■ **Supplied entries**:

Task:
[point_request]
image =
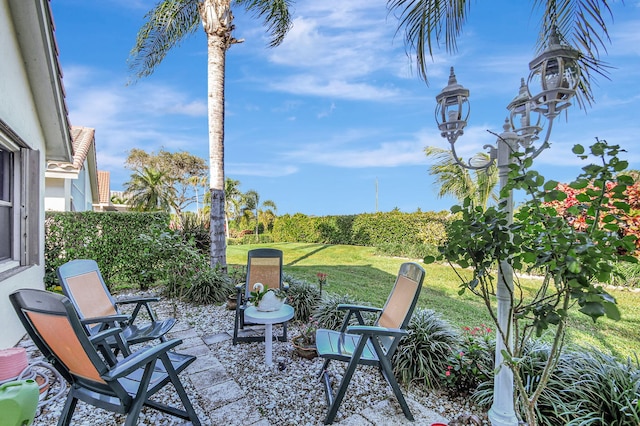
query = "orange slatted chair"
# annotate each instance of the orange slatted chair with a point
(122, 385)
(371, 345)
(264, 266)
(82, 283)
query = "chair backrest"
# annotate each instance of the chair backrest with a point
(401, 302)
(82, 283)
(264, 266)
(54, 326)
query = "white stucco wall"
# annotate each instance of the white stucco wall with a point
(18, 110)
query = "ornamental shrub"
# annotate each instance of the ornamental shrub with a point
(328, 315)
(423, 355)
(303, 296)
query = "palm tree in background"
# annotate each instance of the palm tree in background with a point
(232, 201)
(167, 24)
(479, 185)
(150, 190)
(579, 23)
(255, 210)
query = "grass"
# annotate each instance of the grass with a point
(359, 272)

■ **Set exercise**:
Find each line above that contains the word "ornamental" and copy those lines.

■ **Answer to the exercise**:
query = "ornamental shrub"
# annotate each instance of the ornamental shrub with a point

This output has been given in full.